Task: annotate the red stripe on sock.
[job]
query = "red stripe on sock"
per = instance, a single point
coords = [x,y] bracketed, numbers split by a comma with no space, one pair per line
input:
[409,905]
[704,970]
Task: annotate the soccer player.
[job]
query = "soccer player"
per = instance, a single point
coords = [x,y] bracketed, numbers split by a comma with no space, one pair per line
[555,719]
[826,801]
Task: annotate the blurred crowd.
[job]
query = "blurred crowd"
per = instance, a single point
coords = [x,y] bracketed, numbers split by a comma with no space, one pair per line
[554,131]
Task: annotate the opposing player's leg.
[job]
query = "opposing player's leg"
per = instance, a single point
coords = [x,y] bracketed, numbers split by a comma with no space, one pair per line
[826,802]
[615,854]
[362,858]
--*--
#### The task:
Rewrite these records as a two-column CSV with the header row request,answer and one row per record, putting the request text and its answer each in a single quoted field with line breaks replaced by spaces.

#### Written answer:
request,answer
"Task: annotate the red stripe on sock. [job] query = ""red stripe on sock"" per = instance, a single point coords = [x,y] bracketed, numbers split by a comma with no space, one pair per line input:","[409,905] [704,970]"
"Task: annotate the soccer player. [job] query = ""soccer player"" per = instance, a single point coords = [x,y] bracketed, numbers split by a comma with no space, one pair per line","[555,719] [826,801]"
"Task: annotate the blurred crowd. [job] query = ""blurred crowd"" per = instance, a single point coords = [x,y] bracketed, numbers split by a comma with no space, one pair per line","[554,131]"
"Task: annotate the opposing player's leg. [job] query = ""opposing player's leg"" per = instance, a single point coords = [x,y] bracketed, numbers split by a comma with no space, one pair per line","[826,802] [615,854] [362,858]"